=== Task prompt ===
In your transcription, keep every record exact and leave out the pictures.

---- Exercise material

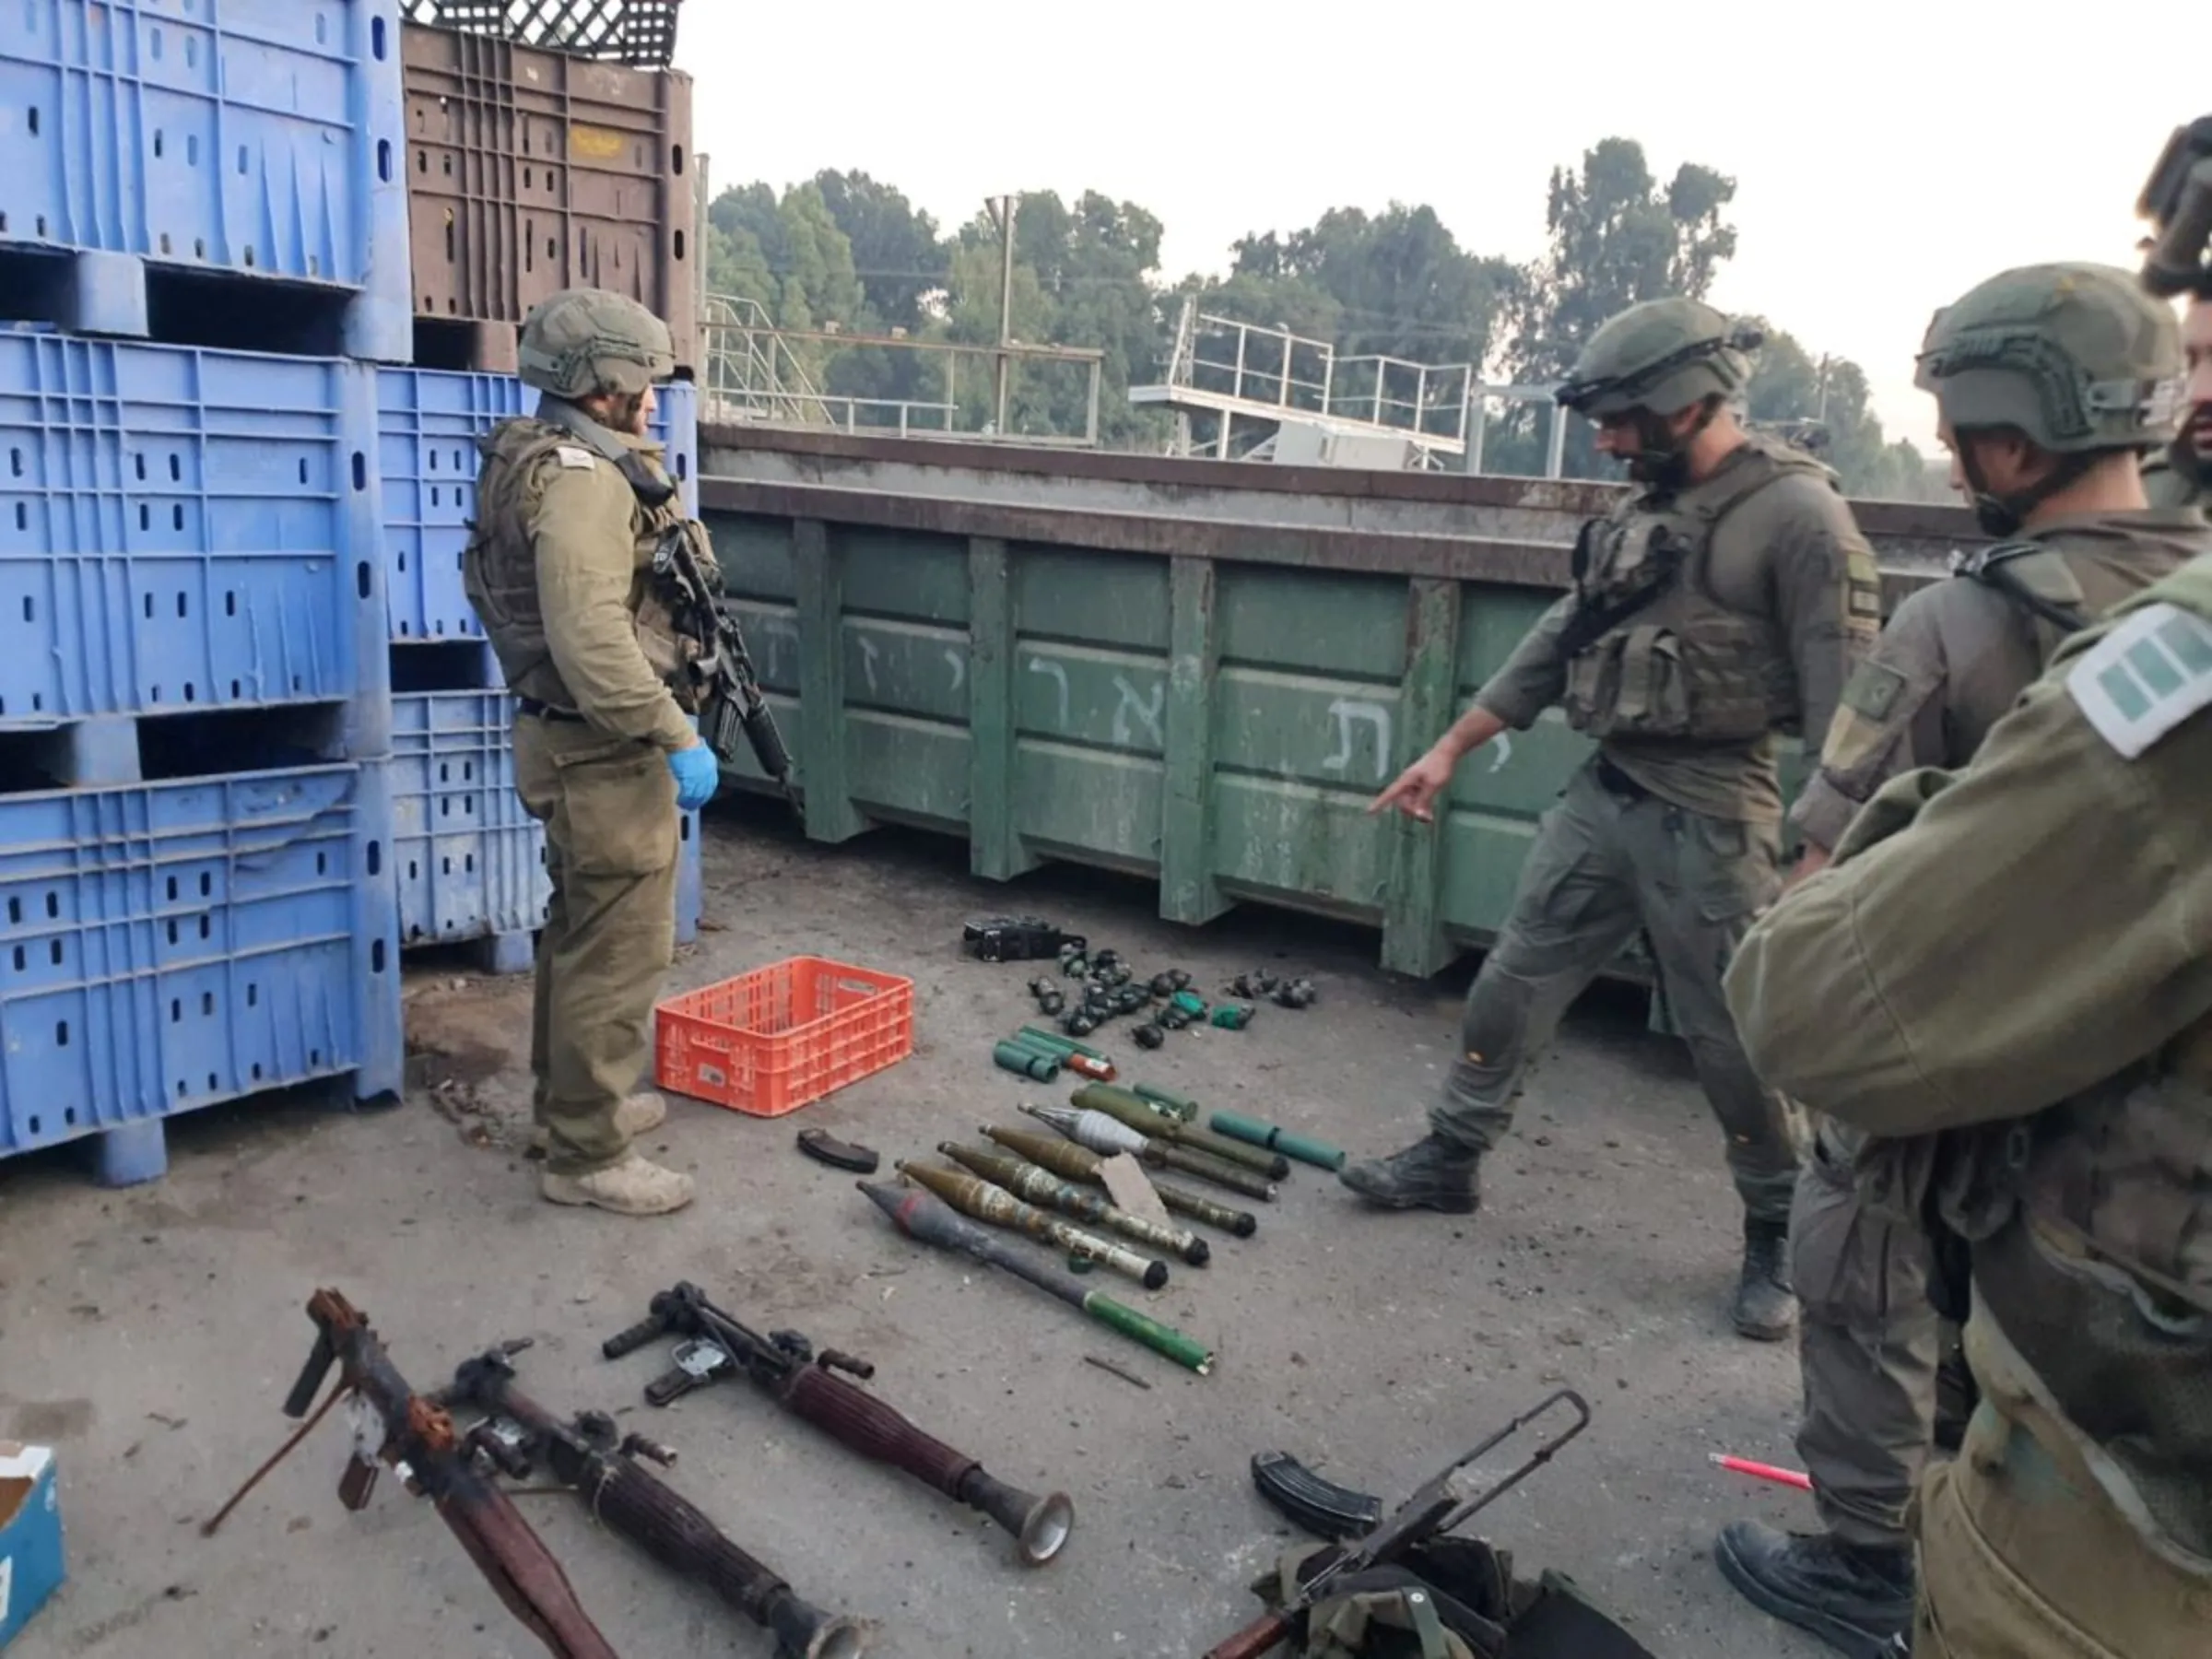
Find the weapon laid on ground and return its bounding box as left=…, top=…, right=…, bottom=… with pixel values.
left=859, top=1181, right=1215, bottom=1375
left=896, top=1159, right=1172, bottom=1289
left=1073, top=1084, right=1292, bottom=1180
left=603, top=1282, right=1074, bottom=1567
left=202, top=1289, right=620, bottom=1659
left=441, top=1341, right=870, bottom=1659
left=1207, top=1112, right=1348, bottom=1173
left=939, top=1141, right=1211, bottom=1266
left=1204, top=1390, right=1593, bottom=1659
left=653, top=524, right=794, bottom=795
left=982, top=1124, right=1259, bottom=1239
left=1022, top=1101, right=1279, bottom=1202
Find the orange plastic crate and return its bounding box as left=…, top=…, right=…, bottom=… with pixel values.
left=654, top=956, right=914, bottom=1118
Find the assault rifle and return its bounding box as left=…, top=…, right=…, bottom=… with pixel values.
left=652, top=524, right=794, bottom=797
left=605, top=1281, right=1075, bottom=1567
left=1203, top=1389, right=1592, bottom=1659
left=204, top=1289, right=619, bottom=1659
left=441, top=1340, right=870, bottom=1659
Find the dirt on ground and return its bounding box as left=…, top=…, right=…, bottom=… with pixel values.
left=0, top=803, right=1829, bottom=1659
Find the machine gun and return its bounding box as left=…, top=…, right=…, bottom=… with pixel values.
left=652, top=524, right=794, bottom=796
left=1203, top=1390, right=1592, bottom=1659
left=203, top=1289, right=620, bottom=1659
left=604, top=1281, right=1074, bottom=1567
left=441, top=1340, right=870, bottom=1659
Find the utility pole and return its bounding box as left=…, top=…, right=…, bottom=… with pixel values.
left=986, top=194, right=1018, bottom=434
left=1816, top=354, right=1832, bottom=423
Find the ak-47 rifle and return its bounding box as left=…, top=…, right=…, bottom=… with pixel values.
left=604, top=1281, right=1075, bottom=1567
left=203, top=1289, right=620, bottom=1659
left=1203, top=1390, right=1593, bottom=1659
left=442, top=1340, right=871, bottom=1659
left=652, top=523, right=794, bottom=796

--------

=== Task response ===
Find the weapon laid on ground and return its bounding box as left=…, top=…, right=…, bottom=… with pixel values.
left=859, top=1181, right=1215, bottom=1375
left=896, top=1159, right=1172, bottom=1289
left=1073, top=1084, right=1292, bottom=1180
left=603, top=1282, right=1074, bottom=1567
left=202, top=1289, right=620, bottom=1659
left=441, top=1341, right=870, bottom=1659
left=1207, top=1112, right=1348, bottom=1173
left=939, top=1141, right=1211, bottom=1266
left=1204, top=1390, right=1593, bottom=1659
left=653, top=524, right=794, bottom=795
left=982, top=1124, right=1259, bottom=1239
left=1022, top=1101, right=1279, bottom=1202
Find the orange plastic crate and return its bounding box as left=…, top=…, right=…, bottom=… with pixel values.
left=654, top=956, right=914, bottom=1118
Find the assault rifle and return its bounding box as left=…, top=…, right=…, bottom=… with pixel values.
left=652, top=524, right=794, bottom=797
left=605, top=1281, right=1075, bottom=1567
left=1203, top=1389, right=1592, bottom=1659
left=204, top=1289, right=619, bottom=1659
left=441, top=1340, right=870, bottom=1659
Find the dirt on ground and return its bounding box as left=…, top=…, right=…, bottom=… with pixel values.
left=0, top=803, right=1829, bottom=1659
Find the machine gun and return its bounding box as left=…, top=…, right=…, bottom=… with pixel values.
left=652, top=524, right=794, bottom=796
left=1203, top=1390, right=1592, bottom=1659
left=203, top=1289, right=620, bottom=1659
left=604, top=1281, right=1074, bottom=1567
left=441, top=1340, right=870, bottom=1659
Find the utility pole and return its bounding box as left=…, top=…, right=…, bottom=… with pixel values.
left=986, top=194, right=1018, bottom=434
left=1816, top=354, right=1832, bottom=423
Find the ak-47 rifle and return its bounding box as left=…, top=…, right=…, bottom=… with pixel values.
left=604, top=1281, right=1075, bottom=1567
left=203, top=1289, right=620, bottom=1659
left=1203, top=1390, right=1593, bottom=1659
left=442, top=1340, right=871, bottom=1659
left=652, top=523, right=794, bottom=796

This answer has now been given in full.